STUDY TEXT »
=== Section Start ===
Emergency room doctor laments personal and professional isolation

Eric Berger, Associate Editor

Dr. Evan Schwarz says he went into emergency medicine because “you got to see people who had no other place to go and help them in that situation. And you had a combination of the intellectual side of medicine, as well as doing as procedures.”

These days, working at Barnes-Jewish Hospital, Schwarz is missing both the intellectual and the personal. 

Due to fears over the coronavirus, there are far fewer people at the hospital “and working with patients is also very different,” said Schwarz, 41, who also runs a toxicology and addiction medicine clinic. 

“We are in [personal protective equipment] all the time when we are in the emergency department. There are more attempts to limit when you are going to the rooms, and at the same time, patients now have another concern when they are going to the hospital” — contracting the coronavirus.
=== Section End ===
DIRECTIONS »
1. In the article about the emergency room doctor, at which hospital does Schwarz work?
2. Copy everything from "Due to fears" down to "contracting the coronavirus." in the emergency room doctor article, with "coronavirus" renamed to "COVID-19".
3. Write what comes next in the article about the emergency room doctor, starting after its final sentence.

DATASET EXTRACT »
=== Section Start ===
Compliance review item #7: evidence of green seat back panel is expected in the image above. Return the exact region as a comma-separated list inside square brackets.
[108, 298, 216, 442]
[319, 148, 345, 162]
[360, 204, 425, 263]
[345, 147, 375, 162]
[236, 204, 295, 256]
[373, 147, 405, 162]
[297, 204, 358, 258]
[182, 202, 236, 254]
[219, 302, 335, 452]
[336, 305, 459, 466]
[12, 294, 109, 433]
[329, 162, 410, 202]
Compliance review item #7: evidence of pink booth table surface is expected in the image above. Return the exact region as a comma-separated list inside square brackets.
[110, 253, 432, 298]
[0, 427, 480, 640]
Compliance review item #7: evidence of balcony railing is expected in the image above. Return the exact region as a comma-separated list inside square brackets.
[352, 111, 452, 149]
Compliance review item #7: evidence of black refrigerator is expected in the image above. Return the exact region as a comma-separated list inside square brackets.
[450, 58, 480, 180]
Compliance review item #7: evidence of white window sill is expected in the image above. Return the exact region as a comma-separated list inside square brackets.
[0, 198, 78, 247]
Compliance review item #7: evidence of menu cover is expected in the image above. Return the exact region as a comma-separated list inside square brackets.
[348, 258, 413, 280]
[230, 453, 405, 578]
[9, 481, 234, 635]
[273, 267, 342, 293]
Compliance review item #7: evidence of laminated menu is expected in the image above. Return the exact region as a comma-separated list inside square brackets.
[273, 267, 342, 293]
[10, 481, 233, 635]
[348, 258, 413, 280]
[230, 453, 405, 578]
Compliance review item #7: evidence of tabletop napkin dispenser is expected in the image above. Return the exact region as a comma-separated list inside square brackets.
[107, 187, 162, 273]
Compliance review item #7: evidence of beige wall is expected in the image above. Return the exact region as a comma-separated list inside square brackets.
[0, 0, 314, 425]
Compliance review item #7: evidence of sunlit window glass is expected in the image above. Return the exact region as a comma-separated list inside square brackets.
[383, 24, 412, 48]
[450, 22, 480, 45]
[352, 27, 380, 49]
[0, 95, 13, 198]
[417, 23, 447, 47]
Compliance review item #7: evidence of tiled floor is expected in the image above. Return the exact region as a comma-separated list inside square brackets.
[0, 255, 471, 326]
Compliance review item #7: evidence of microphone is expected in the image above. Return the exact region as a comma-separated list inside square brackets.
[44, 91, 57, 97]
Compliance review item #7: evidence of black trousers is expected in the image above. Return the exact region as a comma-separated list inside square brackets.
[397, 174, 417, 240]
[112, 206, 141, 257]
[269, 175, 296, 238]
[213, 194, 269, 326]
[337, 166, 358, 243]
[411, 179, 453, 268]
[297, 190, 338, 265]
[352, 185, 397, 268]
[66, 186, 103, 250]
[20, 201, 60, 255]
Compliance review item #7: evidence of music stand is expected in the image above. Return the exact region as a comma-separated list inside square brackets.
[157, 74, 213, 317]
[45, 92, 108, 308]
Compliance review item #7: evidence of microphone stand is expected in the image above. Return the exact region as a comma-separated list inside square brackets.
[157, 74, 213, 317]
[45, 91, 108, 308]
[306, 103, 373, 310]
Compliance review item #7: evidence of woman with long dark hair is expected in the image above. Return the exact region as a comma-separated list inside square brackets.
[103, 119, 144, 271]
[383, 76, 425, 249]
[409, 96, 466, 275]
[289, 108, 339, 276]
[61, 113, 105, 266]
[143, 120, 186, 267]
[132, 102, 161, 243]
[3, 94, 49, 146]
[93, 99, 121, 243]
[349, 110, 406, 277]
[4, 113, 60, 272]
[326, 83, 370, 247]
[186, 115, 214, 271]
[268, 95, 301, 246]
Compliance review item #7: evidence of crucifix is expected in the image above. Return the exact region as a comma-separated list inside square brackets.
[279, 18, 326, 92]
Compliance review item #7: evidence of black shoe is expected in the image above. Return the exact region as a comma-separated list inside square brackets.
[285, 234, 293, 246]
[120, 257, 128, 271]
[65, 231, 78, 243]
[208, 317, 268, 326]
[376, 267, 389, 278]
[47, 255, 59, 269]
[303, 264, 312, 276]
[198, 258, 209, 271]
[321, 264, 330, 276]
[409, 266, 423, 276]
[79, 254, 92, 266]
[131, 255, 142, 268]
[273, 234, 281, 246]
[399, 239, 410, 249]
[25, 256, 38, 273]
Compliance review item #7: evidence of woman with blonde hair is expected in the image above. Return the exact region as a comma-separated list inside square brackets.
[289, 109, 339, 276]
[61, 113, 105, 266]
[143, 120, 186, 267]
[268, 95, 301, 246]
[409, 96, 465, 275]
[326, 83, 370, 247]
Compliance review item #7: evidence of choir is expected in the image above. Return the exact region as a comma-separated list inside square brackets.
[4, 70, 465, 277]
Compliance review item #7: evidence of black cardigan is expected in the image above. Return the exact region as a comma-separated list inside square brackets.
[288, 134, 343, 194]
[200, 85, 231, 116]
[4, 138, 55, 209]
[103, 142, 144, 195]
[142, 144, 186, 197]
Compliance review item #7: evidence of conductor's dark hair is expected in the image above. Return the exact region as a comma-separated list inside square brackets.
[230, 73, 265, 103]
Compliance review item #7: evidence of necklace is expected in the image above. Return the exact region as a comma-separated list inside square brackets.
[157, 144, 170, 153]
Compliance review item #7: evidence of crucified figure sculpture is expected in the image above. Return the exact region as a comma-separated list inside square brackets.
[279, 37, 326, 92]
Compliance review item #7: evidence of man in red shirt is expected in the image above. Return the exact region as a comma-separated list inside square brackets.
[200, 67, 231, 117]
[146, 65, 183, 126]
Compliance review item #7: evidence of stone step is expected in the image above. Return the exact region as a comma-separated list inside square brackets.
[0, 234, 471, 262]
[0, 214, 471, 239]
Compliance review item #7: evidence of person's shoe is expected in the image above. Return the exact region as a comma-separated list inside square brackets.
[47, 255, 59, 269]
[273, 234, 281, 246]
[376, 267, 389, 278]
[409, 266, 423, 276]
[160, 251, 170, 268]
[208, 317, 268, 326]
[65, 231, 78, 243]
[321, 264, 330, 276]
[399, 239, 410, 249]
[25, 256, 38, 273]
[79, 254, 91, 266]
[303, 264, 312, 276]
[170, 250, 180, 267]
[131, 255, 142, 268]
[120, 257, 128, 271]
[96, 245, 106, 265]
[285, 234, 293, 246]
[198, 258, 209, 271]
=== Section End ===
RESPONSES »
1. Barnes-Jewish Hospital

2.
Due to fears over the COVID-19, there are far fewer people at the hospital “and working with patients is also very different,” said Schwarz, 41, who also runs a toxicology and addiction medicine clinic. 

“We are in [personal protective equipment] all the time when we are in the emergency department. There are more attempts to limit when you are going to the rooms, and at the same time, patients now have another concern when they are going to the hospital” — contracting the COVID-19.

3.
Although the volume of patients he sees is down, “the shifts are just tougher,” he said. “The people that we see are sicker. Working in the PPE all day longit wasn’t really intended for that – also makes things harder. And there are also tests and imaging modalities that we used to have that are either much harder to do or aren’t available in certain situations because of COVID.”

As to the intellectual part of his professional life, Schwarz, who is affiliated with the Washington University School of Medicine, said he misses meeting his colleagues from around the country at conferences and “comparing how things are going in different” areas.

At the hospital here, “when I am in the office, you are trying to limit how often you go out. At the toxicology service, we used to have … a lot of weekly didactic sessions, and that has all changed,” he said.

At the toxicology and addiction clinic earlier this month, Schwarz was still seeing all his patients remotely. He worried about losing “that element of connection, which is really important with these patients, to make sure that they feel comfortable being honest with us. You worry about worsening depression, worsening socioeconomic status and how all that can lead to increased drug use.”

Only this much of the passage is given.